● Source
#####

Notice that this is a strange result--- the classical picture is totally different for the two. But the difference is an artifact of Penrose descriptions, and shows you that they are suspect in a quantum theory.

A white hole that disappears a long time in the future is exactly the same in the exterior solution as a black hole which appeared a long time ago. The two attract matter (the time reverse of a particle accelerating toward a black hole is a particle accelerating toward a white hole), they both aggregate matter on the horizon from an exterior point of view.

The only difference is the structure of the horizon. For a black hole, the infalling matter crosses the horizon, and outgoing modes are smooshed really close to the initial formation point of the horizon. For a white hole, it's the reverse--- the infalling matter is smooshed really close to the final point, while the outgoing matter is past-extendible.

The resolution of the two pictures is to view things in Susskind's way, as a complementary description. All the regions which are inaccessible, both the white hole region and the black hole region, are reconstructions from the exterior description, they are related to the oscillations of the black hole horizon itself. If you do one map, you extend to the future interior, and the past interior is not accessible in these variables. If you do another map, you get the past region variables, but then the future region variables are not accessible. This picture is clearly correct, since it produces AdS/CFT and all that, but it is very hard to make it precise for neutral Schwarzschild.

The end result is that you just think of the regions in continuation past a horizon as reconstructions, and the same horizon variables are encoding both regions. These horizon variables also encode all near-horizon matter, to the extent that something near the horizon is surrounded by horizon (meaning that if you follow light rays out from a given point, if nearly all of these end on the horizon, the point should be described by horizon degrees of freedom). This preceding principle was explicitly described by Susskind in the mid-90s.

#####

● Listing
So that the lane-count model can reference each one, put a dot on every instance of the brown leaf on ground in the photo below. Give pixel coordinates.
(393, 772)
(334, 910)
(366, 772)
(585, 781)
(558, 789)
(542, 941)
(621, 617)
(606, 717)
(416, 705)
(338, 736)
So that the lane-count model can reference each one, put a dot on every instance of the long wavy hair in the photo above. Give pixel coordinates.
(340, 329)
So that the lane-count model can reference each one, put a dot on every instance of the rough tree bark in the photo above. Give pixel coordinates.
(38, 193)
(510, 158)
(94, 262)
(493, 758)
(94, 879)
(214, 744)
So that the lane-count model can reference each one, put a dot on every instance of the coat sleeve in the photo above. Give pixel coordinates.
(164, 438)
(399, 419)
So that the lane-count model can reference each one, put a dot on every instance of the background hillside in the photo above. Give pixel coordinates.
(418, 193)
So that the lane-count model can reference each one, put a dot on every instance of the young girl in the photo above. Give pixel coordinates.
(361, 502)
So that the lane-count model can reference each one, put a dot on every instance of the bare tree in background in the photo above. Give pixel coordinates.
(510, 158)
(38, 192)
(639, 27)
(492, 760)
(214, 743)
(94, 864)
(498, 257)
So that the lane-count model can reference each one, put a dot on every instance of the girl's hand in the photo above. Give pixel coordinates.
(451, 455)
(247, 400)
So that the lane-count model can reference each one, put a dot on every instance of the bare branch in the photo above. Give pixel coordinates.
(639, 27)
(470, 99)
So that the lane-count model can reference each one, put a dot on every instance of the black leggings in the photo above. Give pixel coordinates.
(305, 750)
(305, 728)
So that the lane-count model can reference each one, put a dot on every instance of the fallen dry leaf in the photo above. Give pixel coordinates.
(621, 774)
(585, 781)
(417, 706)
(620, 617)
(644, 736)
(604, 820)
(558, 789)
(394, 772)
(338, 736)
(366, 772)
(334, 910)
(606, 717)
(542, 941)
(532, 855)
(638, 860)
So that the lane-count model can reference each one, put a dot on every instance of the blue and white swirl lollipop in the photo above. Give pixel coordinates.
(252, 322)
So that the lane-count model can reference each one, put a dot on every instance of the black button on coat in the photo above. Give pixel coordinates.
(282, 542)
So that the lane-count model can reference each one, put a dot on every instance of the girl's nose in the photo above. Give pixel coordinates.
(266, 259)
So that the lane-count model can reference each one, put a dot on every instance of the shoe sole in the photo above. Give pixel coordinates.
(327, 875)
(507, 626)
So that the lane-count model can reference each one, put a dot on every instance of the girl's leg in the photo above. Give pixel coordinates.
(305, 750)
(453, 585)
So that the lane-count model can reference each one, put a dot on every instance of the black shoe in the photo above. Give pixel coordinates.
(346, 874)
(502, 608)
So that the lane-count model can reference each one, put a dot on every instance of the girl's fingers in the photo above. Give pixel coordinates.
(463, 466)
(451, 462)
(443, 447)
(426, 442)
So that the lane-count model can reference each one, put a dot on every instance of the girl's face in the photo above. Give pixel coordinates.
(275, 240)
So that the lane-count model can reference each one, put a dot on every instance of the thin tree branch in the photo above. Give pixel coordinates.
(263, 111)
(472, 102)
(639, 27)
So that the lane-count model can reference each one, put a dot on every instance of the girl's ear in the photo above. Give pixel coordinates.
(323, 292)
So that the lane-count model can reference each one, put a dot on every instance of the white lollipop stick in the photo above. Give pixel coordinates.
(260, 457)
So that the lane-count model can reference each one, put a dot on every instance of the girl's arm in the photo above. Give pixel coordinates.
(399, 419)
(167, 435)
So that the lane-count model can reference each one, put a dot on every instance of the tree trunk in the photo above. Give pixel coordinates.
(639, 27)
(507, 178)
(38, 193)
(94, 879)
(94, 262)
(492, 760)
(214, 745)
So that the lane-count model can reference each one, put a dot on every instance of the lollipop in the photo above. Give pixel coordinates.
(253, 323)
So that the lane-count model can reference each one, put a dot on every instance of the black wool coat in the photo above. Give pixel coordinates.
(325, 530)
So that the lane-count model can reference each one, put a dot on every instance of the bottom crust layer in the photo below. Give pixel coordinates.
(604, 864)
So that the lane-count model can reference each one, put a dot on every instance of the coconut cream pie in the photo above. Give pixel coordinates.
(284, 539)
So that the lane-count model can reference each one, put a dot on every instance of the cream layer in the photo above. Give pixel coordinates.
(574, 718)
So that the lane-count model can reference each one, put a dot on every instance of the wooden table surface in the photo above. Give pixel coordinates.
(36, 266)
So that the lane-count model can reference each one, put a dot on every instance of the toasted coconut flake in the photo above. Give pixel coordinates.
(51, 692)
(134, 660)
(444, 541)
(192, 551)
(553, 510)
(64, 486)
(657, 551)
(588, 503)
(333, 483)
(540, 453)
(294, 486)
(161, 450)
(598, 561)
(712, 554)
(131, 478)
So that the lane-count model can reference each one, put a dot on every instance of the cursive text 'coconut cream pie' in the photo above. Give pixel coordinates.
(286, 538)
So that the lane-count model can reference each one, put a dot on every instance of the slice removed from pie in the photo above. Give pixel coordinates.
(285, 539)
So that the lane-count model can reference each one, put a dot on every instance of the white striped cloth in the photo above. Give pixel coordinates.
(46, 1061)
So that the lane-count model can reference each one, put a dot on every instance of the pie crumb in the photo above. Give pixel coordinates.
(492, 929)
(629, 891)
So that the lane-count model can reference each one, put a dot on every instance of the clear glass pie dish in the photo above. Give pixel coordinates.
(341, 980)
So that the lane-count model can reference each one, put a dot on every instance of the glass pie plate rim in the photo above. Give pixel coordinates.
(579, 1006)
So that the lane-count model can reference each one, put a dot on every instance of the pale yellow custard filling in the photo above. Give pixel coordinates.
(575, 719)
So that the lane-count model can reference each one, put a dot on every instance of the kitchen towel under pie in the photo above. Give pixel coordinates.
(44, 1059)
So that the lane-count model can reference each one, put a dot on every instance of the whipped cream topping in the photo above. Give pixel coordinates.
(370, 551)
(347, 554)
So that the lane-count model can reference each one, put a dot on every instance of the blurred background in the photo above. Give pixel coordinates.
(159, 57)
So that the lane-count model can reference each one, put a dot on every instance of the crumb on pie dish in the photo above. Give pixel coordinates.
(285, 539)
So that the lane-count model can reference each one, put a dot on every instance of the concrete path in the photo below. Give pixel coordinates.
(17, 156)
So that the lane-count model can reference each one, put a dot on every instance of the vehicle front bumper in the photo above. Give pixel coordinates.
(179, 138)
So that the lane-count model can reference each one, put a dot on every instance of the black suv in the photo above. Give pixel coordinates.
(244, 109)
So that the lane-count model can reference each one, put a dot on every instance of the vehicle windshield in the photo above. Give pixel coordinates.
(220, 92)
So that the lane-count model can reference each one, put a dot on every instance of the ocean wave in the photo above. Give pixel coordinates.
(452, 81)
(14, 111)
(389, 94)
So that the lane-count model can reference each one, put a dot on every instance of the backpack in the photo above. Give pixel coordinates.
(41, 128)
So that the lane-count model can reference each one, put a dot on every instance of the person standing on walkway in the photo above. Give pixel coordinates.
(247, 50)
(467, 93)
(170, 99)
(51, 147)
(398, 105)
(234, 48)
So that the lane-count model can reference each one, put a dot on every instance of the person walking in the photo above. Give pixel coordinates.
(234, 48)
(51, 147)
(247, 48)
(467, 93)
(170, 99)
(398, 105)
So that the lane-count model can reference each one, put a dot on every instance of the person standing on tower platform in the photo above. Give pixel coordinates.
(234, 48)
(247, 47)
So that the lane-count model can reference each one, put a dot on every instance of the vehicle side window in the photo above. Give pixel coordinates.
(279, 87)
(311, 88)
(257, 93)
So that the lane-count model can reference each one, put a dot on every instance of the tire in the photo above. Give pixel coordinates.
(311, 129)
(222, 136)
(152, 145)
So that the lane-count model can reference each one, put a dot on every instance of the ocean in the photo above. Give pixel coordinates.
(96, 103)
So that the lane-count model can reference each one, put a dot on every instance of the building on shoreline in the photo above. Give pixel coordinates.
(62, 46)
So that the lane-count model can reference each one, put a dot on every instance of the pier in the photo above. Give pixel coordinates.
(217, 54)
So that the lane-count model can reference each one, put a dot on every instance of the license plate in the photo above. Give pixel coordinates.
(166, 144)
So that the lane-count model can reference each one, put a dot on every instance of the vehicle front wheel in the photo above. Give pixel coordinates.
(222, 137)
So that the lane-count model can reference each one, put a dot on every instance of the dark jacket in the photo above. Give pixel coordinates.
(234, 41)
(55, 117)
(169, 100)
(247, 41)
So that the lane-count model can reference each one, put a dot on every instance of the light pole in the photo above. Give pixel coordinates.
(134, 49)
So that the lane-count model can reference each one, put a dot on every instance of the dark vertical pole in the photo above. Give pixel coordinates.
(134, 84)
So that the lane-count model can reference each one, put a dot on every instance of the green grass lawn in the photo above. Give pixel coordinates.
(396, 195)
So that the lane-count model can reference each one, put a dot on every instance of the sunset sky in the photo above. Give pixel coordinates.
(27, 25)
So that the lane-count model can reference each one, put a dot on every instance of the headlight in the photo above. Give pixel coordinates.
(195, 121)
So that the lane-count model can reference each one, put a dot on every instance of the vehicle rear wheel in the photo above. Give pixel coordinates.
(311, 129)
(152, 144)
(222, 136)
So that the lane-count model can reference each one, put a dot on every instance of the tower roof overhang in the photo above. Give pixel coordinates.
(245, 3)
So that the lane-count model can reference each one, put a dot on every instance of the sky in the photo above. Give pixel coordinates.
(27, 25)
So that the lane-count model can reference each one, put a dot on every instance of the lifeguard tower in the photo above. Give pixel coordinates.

#####

● Task list
- a) Show every row that contains the string "girl". Matches must have the same letter case.
- b) Carry on the discussion of black hole and white hole horizons from the point where it ends.

● The answers
- a)
So that the lane-count model can reference each one, put a dot on every instance of the young girl in the photo above. Give pixel coordinates.
So that the lane-count model can reference each one, put a dot on every instance of the girl's hand in the photo above. Give pixel coordinates.
So that the lane-count model can reference each one, put a dot on every instance of the girl's nose in the photo above. Give pixel coordinates.
So that the lane-count model can reference each one, put a dot on every instance of the girl's leg in the photo above. Give pixel coordinates.
So that the lane-count model can reference each one, put a dot on every instance of the girl's fingers in the photo above. Give pixel coordinates.
So that the lane-count model can reference each one, put a dot on every instance of the girl's face in the photo above. Give pixel coordinates.
So that the lane-count model can reference each one, put a dot on every instance of the girl's ear in the photo above. Give pixel coordinates.
So that the lane-count model can reference each one, put a dot on every instance of the girl's arm in the photo above. Give pixel coordinates.

- b)
That the Penrose picture is unreliable, and should be considered a reconstruction, can already be seen in classical solutions. Consider the deSitter Schwartschild solution, describing a black hole in deSitter space.

$$ ds^2 = f(r) dt^2 - {dr^2\over f(r)} - r^2 d\Omega^2 $$

$$ f(r) = 1- {2a\over r} - b r^2 $$

For small a, the coefficient a is the mass of the black hole, and b is the deSitter horizon radius. As you increase a keeping b fixed, you reach a limit where the two positive zeros of f collide. This is the Nariai solution. At this point, the space between the black hole horizon and the cosmological horizon is regular, and the singularity recedes infinitely far to the point where it is no longer accessible to the oberver sandwiched between the two horizons. The black hole and cosmological horizon are symmetric, and the space is $dS_2 \times S_2$.

Further, if you start near a Nariai solution, the black hole and cosmological horizon both emit Hawking radiation, and the net flow is according to statistics. So if you get lucky, you can swap the two horizons, and the universe turns inside out like a sock. What you called the black hole is now the cosmological horizon, and what you called the cosmological horizon is now the black hole.

If you imagine that there is a singularity in the black hole, this singularity is disappearing through the improbable Hawking radiation, and appearing on the other side! This is clearly ridiculous if you imagine the spacetime beyond the horizon is not a reconstruction of the horizon degrees of freedom.

While this picture is not proved, nor is it embedded in a consistent theory of deSitter space string theory, it is internally consistent, and consistent with the known holographic dualities that work. So one should just not take the Penrose picture too seriously--- always work in one causal patch, and consider the Penrose extensions reconstructions of spacetime from exterior available data.

If one followed logical positivism assiduously, this would not have come as a surprise. The regions outside the cosmological or black hole horizons are not directly experimentally accessible, and it is only an extrapolation that gives them meaning.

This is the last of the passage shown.